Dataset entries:
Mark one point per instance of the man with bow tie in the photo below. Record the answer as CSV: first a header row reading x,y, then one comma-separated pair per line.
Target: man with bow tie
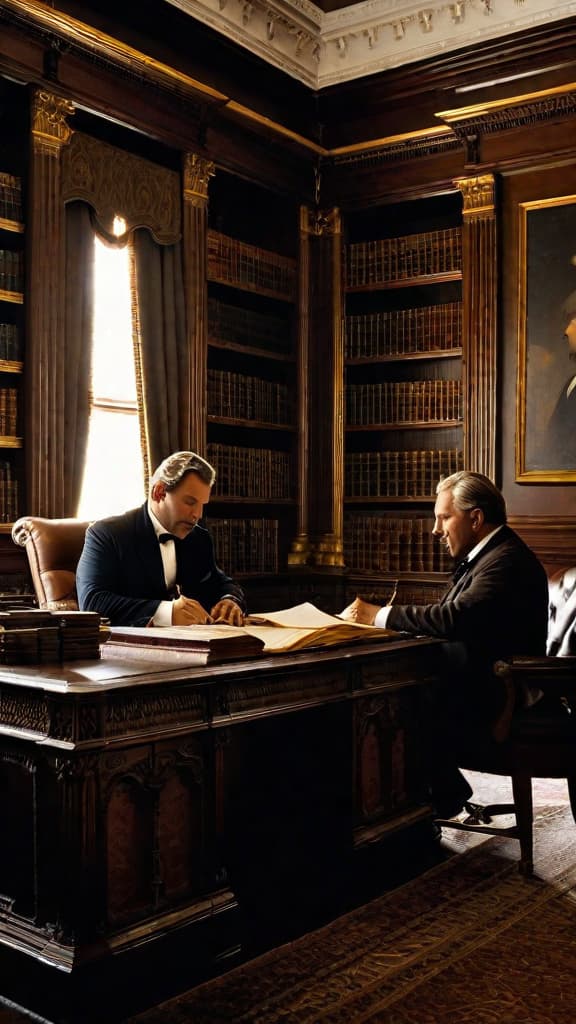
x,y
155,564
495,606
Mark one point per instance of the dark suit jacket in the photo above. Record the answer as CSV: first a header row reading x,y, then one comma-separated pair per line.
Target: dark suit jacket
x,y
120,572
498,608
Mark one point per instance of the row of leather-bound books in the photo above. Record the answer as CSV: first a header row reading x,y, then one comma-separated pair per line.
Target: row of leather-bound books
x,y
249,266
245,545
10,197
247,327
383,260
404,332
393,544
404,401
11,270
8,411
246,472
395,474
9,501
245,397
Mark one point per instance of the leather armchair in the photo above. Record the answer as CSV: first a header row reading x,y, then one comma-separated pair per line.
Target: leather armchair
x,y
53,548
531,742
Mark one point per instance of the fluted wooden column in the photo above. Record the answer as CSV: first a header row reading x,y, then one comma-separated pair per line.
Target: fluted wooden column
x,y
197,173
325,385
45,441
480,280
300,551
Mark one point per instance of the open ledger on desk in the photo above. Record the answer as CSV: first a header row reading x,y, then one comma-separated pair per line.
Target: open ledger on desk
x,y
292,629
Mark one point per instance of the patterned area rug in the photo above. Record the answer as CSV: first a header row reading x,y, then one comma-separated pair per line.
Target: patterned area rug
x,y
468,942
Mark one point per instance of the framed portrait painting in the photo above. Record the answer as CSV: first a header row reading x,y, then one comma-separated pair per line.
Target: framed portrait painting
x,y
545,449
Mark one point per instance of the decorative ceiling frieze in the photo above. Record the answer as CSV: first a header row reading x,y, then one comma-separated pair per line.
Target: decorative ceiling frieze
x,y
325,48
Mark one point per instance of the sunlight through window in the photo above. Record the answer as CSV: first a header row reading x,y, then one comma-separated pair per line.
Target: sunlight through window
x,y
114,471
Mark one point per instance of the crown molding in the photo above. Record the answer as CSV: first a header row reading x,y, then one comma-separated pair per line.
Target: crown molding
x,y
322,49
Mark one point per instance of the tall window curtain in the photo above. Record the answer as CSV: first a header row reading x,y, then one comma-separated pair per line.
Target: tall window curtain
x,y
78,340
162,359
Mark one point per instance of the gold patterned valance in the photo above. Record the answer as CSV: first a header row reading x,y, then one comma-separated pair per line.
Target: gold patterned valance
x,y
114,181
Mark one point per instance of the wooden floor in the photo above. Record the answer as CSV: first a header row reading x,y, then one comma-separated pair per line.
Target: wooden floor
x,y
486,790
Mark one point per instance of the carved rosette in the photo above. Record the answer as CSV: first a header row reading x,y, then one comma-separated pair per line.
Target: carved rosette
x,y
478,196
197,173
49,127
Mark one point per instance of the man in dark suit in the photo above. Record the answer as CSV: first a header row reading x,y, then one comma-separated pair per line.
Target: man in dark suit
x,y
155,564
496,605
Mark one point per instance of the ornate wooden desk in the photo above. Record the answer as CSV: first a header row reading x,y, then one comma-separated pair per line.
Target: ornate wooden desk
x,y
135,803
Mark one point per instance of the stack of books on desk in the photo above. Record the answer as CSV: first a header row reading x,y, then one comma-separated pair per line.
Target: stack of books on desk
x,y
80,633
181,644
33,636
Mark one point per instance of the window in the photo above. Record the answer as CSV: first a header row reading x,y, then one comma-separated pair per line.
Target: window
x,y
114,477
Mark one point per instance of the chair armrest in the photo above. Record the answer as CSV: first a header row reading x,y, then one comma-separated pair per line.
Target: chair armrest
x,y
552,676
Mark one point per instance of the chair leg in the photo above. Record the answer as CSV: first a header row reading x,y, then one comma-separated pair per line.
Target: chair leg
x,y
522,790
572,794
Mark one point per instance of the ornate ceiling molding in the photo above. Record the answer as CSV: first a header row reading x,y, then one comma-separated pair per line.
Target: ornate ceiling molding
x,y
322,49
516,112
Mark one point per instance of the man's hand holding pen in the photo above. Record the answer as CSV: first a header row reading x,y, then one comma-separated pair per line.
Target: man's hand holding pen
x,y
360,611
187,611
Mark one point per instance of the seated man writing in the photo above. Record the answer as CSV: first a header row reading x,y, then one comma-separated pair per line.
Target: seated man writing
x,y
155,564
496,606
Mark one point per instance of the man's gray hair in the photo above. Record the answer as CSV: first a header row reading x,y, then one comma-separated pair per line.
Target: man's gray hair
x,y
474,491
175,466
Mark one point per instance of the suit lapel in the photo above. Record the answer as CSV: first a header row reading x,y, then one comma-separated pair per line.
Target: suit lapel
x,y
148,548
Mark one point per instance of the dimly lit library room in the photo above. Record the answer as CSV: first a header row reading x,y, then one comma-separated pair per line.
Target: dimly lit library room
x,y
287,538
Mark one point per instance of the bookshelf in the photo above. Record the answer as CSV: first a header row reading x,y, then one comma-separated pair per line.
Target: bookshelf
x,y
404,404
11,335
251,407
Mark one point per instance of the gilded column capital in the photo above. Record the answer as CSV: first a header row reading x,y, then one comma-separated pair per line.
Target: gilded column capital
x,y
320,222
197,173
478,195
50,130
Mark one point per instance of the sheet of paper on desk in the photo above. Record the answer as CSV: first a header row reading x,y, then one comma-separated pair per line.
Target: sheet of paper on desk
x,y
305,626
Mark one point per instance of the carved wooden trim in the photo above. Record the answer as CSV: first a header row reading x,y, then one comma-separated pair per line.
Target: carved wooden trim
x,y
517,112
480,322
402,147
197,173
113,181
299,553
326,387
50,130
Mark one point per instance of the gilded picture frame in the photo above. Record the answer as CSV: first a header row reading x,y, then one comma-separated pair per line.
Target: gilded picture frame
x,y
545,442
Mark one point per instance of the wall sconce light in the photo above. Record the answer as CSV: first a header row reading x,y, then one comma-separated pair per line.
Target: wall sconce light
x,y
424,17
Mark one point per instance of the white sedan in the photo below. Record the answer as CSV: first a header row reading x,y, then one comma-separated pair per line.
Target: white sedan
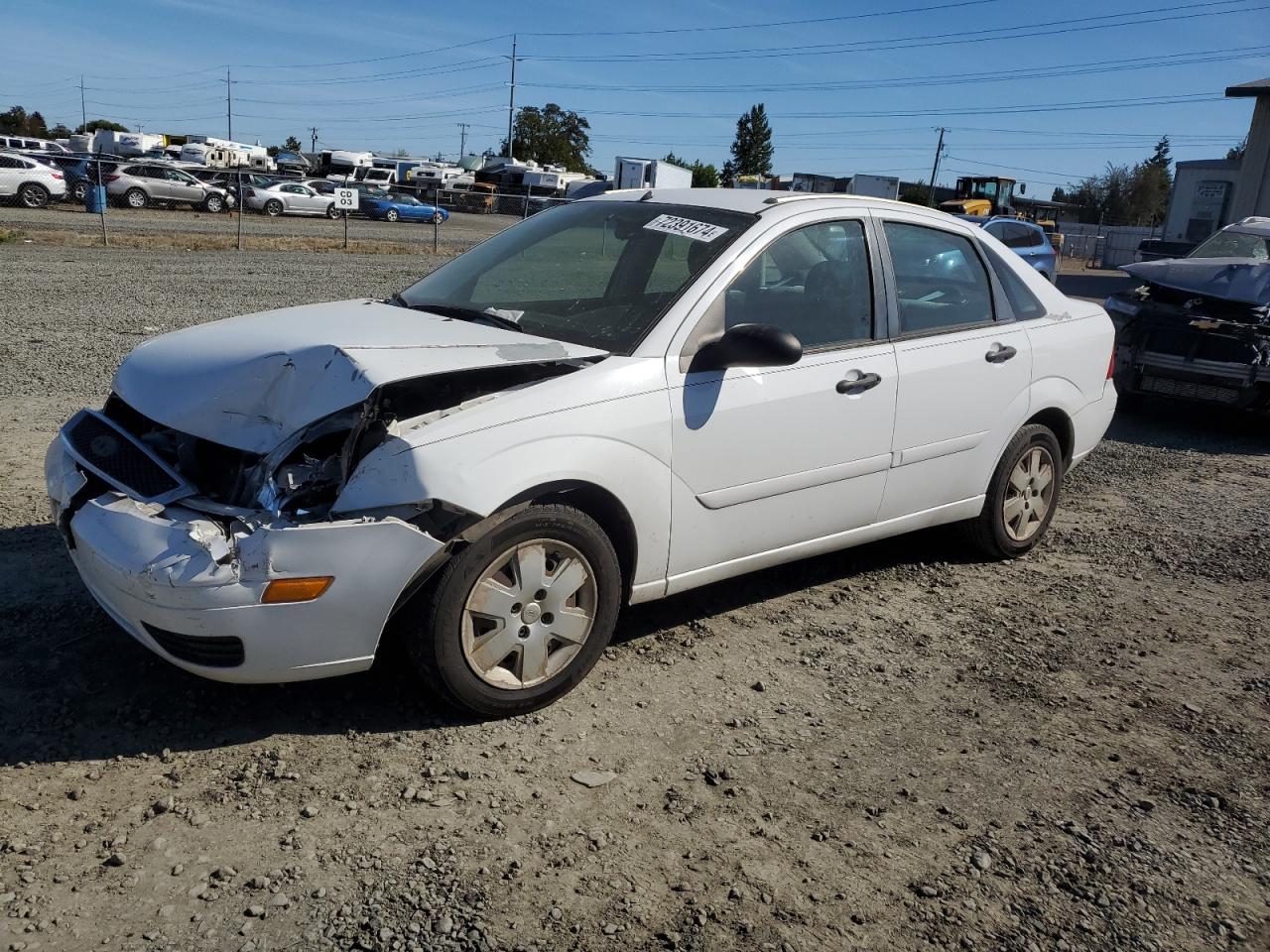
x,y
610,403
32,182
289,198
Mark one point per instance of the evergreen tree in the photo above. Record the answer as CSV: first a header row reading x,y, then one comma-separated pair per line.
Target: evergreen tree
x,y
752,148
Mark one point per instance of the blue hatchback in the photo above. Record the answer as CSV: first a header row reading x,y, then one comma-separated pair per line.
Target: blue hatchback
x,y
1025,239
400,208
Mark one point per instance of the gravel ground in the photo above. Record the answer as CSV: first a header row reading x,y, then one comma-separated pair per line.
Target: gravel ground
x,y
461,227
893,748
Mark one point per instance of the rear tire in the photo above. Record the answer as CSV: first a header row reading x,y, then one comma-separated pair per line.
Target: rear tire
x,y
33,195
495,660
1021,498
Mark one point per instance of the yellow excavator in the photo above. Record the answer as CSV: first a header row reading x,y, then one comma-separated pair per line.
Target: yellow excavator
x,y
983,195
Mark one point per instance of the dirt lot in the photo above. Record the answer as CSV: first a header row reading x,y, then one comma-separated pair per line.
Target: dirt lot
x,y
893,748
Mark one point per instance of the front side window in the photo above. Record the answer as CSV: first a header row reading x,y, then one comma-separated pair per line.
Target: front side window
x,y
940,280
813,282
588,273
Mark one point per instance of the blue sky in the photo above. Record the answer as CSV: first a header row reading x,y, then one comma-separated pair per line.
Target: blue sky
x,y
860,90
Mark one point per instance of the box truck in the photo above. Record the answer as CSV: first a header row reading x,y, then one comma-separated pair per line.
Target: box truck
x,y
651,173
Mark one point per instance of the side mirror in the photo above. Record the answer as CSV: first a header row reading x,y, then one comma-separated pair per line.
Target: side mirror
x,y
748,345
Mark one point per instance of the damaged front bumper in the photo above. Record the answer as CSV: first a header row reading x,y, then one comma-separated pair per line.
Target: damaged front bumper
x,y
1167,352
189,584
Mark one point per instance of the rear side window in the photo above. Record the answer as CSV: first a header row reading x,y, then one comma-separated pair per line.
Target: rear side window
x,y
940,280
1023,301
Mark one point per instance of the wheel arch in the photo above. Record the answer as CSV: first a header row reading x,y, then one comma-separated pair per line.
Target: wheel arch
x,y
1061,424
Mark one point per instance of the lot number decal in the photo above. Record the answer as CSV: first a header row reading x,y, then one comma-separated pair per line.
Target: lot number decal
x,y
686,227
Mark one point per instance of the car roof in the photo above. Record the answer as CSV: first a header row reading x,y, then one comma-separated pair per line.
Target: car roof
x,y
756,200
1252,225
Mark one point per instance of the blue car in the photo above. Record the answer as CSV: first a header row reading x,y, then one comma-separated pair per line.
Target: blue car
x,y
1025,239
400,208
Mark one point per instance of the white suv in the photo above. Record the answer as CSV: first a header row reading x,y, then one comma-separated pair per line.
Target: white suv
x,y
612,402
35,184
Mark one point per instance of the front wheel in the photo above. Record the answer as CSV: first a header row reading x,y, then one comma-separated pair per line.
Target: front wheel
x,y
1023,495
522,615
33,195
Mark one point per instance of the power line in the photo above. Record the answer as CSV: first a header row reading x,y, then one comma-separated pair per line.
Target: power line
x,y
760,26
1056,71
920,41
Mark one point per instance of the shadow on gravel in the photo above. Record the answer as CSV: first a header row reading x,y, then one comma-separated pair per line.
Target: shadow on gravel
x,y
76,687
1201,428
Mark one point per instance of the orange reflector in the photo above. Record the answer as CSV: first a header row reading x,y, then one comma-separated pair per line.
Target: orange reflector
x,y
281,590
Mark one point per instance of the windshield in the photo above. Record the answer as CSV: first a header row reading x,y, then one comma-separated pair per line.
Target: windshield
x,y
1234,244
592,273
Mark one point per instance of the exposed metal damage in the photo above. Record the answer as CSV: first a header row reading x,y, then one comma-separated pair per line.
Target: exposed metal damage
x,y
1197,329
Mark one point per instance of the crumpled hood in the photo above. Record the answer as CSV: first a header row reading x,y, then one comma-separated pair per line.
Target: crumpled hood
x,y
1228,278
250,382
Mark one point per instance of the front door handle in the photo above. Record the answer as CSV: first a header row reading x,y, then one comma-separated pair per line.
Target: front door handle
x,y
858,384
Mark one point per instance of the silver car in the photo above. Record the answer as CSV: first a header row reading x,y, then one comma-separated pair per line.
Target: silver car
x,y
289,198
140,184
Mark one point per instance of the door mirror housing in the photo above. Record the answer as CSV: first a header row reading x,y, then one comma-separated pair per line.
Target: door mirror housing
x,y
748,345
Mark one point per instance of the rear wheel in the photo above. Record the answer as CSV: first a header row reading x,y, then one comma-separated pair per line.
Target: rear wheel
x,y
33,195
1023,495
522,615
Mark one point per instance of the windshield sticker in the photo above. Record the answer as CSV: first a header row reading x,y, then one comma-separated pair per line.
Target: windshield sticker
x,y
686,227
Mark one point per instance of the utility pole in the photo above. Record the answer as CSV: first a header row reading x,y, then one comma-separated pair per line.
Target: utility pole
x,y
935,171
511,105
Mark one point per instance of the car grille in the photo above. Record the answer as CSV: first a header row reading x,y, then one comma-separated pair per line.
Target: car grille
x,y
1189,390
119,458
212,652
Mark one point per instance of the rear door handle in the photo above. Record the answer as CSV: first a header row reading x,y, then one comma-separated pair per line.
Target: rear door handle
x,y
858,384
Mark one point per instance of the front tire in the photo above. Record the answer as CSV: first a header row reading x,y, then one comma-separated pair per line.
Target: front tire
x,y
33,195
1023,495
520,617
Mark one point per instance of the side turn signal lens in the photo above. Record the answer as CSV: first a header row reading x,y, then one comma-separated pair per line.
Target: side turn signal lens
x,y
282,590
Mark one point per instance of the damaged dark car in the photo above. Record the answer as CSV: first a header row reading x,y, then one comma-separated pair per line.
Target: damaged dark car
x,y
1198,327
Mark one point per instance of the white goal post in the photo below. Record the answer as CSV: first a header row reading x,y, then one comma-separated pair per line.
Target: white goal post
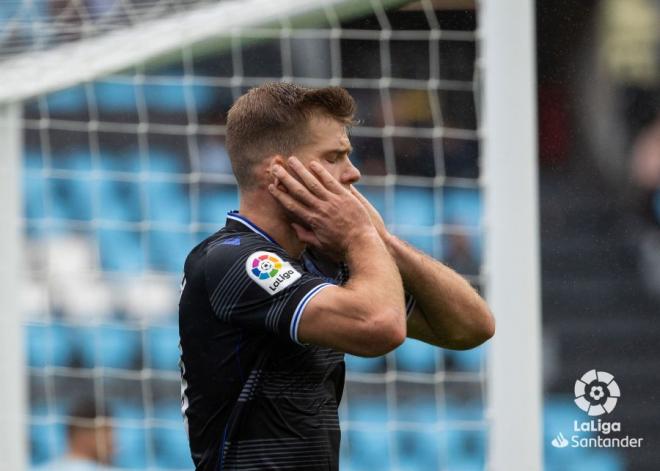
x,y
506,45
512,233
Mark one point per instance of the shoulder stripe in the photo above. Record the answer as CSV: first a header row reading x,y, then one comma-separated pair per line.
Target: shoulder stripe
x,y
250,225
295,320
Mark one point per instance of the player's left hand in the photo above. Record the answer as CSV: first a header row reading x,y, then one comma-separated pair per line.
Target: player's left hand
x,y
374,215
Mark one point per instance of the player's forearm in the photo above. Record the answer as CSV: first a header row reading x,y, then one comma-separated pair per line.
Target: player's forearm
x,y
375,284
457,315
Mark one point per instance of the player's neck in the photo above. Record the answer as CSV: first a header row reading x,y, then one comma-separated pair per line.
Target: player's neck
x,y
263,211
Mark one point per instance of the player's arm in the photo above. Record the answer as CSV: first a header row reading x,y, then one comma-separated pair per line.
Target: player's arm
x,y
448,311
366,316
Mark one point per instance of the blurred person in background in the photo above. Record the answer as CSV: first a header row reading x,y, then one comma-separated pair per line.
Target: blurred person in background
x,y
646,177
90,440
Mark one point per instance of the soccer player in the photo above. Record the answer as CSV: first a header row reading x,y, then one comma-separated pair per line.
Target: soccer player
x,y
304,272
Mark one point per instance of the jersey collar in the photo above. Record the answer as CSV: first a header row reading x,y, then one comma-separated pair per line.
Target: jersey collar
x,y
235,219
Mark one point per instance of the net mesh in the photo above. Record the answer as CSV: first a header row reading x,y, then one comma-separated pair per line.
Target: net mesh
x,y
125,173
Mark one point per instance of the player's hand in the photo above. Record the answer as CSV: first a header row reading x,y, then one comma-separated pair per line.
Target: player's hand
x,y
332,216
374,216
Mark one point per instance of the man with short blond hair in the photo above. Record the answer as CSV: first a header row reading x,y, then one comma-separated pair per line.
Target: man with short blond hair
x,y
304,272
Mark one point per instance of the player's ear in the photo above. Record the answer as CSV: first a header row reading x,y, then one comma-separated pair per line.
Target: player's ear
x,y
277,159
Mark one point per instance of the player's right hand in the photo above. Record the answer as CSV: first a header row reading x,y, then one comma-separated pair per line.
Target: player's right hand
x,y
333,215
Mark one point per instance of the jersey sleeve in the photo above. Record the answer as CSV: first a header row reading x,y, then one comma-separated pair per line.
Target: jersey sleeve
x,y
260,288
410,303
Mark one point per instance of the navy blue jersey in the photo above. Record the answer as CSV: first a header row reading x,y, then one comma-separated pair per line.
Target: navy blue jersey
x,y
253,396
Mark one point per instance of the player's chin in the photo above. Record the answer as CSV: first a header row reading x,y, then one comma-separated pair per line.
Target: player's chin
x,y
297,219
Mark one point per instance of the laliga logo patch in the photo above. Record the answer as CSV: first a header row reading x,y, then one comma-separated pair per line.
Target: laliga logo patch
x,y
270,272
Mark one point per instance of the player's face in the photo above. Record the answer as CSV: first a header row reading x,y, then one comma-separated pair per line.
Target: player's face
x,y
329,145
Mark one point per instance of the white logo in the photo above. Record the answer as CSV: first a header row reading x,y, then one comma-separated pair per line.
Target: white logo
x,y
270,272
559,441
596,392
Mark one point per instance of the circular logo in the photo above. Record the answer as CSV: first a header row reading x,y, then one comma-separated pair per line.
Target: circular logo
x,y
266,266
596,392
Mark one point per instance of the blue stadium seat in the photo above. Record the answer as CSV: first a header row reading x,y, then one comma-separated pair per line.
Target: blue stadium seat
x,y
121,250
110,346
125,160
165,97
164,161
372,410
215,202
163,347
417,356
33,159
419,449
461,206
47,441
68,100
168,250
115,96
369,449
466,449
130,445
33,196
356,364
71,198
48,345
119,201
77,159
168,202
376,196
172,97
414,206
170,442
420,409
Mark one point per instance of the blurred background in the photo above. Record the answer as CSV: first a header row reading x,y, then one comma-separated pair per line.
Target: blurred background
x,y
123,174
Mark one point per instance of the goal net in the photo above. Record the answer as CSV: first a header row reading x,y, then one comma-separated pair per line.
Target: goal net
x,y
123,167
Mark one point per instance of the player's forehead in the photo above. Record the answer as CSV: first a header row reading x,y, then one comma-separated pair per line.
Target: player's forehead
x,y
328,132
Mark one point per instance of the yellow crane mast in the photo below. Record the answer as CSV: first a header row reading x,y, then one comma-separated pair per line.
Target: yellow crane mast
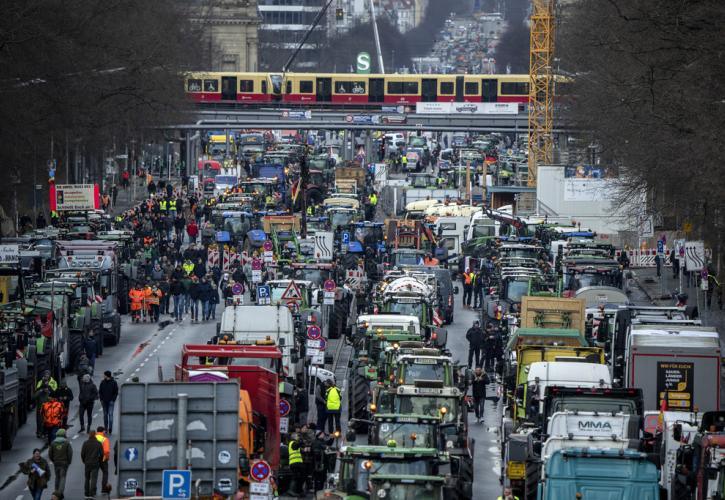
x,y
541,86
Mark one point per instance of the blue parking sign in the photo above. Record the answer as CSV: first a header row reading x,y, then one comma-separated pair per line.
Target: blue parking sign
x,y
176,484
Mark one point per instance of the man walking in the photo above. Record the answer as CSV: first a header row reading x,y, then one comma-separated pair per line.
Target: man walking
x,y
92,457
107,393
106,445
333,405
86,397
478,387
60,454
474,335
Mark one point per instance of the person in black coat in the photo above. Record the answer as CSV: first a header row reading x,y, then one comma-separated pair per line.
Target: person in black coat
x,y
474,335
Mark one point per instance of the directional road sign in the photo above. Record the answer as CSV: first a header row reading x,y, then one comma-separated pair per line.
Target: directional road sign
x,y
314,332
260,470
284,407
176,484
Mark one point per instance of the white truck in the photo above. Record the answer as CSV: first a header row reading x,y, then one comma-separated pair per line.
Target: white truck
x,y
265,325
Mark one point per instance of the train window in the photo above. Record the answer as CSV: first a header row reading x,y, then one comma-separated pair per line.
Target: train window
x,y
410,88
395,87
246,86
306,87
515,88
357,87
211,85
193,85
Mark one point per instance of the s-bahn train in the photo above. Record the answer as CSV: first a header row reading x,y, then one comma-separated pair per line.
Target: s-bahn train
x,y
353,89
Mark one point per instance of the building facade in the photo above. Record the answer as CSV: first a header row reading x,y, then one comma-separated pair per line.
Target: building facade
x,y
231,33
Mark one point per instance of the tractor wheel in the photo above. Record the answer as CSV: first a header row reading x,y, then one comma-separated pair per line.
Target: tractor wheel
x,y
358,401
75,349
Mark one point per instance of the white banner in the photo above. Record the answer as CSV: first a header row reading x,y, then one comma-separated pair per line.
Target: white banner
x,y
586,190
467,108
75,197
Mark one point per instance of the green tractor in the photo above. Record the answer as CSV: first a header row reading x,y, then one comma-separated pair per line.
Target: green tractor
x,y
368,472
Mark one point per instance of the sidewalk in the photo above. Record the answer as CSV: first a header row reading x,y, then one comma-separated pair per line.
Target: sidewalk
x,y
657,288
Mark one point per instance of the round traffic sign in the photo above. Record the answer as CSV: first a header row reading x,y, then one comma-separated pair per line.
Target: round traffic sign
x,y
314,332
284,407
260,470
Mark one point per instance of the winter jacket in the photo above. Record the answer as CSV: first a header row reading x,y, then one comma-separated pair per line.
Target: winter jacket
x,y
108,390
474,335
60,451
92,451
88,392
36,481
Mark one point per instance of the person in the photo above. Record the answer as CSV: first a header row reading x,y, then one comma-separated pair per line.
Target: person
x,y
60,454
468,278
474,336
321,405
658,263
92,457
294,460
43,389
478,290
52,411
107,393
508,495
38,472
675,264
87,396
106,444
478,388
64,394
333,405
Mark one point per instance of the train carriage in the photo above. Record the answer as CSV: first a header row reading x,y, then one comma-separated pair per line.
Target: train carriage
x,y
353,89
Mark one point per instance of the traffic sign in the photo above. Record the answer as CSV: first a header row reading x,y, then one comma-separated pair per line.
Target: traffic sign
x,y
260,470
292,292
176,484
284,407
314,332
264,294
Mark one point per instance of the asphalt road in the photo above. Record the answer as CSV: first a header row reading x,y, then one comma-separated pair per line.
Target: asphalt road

WHAT IS REQUIRED
What lines above hold the word "asphalt"? List them all.

WRITTEN REPLY
Mark one point per instance of the asphalt road in the photo above. Record the answer as CSV: first a header row reading x,y, then one comma-separated pair per line.
Target: asphalt road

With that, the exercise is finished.